====== Data provided ======
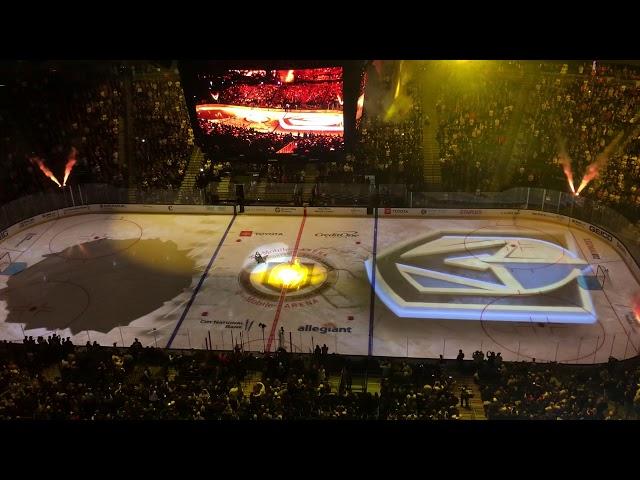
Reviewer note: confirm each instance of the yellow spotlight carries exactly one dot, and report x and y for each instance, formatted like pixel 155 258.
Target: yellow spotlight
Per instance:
pixel 288 275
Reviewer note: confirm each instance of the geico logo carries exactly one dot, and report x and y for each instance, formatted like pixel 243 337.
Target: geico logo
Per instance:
pixel 337 234
pixel 602 233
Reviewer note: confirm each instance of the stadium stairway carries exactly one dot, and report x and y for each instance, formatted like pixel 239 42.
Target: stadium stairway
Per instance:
pixel 508 158
pixel 476 407
pixel 190 175
pixel 310 176
pixel 430 147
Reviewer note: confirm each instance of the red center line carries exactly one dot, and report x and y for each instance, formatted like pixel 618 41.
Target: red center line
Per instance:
pixel 283 291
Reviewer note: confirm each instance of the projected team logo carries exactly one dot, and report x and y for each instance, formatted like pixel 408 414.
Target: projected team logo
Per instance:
pixel 502 276
pixel 299 278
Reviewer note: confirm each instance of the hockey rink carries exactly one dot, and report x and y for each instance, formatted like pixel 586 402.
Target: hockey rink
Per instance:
pixel 525 288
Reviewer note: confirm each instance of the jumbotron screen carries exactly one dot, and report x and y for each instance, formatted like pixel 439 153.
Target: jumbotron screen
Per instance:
pixel 274 111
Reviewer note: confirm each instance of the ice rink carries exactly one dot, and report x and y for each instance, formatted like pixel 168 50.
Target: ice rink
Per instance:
pixel 525 288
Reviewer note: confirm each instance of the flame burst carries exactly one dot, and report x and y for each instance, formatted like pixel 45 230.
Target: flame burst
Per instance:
pixel 565 161
pixel 593 170
pixel 636 306
pixel 71 161
pixel 48 173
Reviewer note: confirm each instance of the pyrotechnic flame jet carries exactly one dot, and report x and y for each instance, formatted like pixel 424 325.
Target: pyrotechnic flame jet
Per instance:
pixel 71 161
pixel 48 173
pixel 593 170
pixel 565 161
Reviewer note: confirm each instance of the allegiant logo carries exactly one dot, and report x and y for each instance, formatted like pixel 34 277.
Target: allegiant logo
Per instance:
pixel 311 328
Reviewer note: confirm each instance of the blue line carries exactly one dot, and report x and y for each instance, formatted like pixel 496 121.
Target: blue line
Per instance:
pixel 204 275
pixel 373 279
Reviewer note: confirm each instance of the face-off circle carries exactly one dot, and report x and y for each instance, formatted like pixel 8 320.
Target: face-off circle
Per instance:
pixel 110 236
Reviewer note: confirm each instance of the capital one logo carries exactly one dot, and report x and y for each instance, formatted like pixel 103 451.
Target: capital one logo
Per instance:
pixel 497 275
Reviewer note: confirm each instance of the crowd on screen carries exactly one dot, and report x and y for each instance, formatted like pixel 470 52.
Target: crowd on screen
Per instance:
======
Instructions for the task:
Reproduce the records above exactly, leaving out every picture they contain.

Solution:
Reviewer note: confirm each instance of the yellow spotlight carries exactly one dot, and report x and y for each instance, formatted like pixel 155 258.
Target: yellow spotlight
Per instance:
pixel 288 275
Reviewer note: confirm each instance of the geico logo carries exactly one dot, and report x and y for each instance, formatted like pixel 243 337.
Target: geico logo
Per instance:
pixel 337 234
pixel 602 233
Reviewer note: confirm each instance of the stadium stairway carries exactly one dot, and report x and y for each instance, formatted like pixel 239 42.
Target: stadium stairway
Per instance:
pixel 508 158
pixel 476 407
pixel 190 175
pixel 310 176
pixel 430 147
Reviewer note: confirm each instance of the red center line carries exactly one dot, and report x and y for each instance, formatted like pixel 618 41.
Target: red center line
Per instance:
pixel 283 291
Reviewer note: confirm each instance of the projected team logo carries exactly one dot, and report x and y for each instance, formatted like pixel 408 414.
Target: projected team logo
Per instance:
pixel 502 276
pixel 299 278
Reviewer note: confirm each instance of the hockey rink carries exactly one dot, and report x and y for each instance, formatted like pixel 586 402.
Target: hockey rink
Per instance:
pixel 525 288
Reviewer note: confirm each instance of the jumbotron screen carries exactly one dot, and report x and y for each instance, formatted like pixel 439 153.
Target: jumbotron screen
Per instance:
pixel 274 111
Reviewer note: confirm each instance of the ice rink carries exactly one dot, and report x and y for each instance, formatted like pixel 168 50.
Target: ice rink
Per instance:
pixel 525 288
Reviewer note: confirm each instance of the flame burst carries exactly one dot, and report x and y for each instance, formatted like pixel 45 230.
Target: flame burst
Per instance:
pixel 565 161
pixel 593 170
pixel 636 306
pixel 71 161
pixel 48 173
Reviewer note: confirm each instance of the pyrotechnic flame jet carries exactly one dot, and report x and y for each instance, formatted like pixel 424 325.
Target: pyrotechnic flame jet
Per instance:
pixel 71 161
pixel 48 173
pixel 593 170
pixel 565 161
Reviewer note: confirm each instance of the allegiant logo carries exactly one dot, and report x and y for each instance, formatted like pixel 34 277.
Target: allegiant logo
Per instance:
pixel 311 328
Reviewer note: confirm each instance of the blue line carries exactly one dot, and report x and y for each instance, formatted like pixel 496 121.
Target: blue line
Per instance:
pixel 204 275
pixel 373 279
Reviewer note: confirm each instance of the face-off circle carries exactly one dot, and report x and y for each instance, formatted like pixel 8 320.
Target: face-off circle
Per instance:
pixel 110 236
Reviewer note: confirm each instance of the capital one logo carries exactly one dot, and report x and y for each instance, formatted like pixel 103 451.
Target: capital one logo
Per instance:
pixel 497 275
Reviewer note: confirm each instance of the crowd on screen carries exactly one dot, and report x and y for each instance, formatted like pixel 470 52.
Target: crowd on screen
Per instance:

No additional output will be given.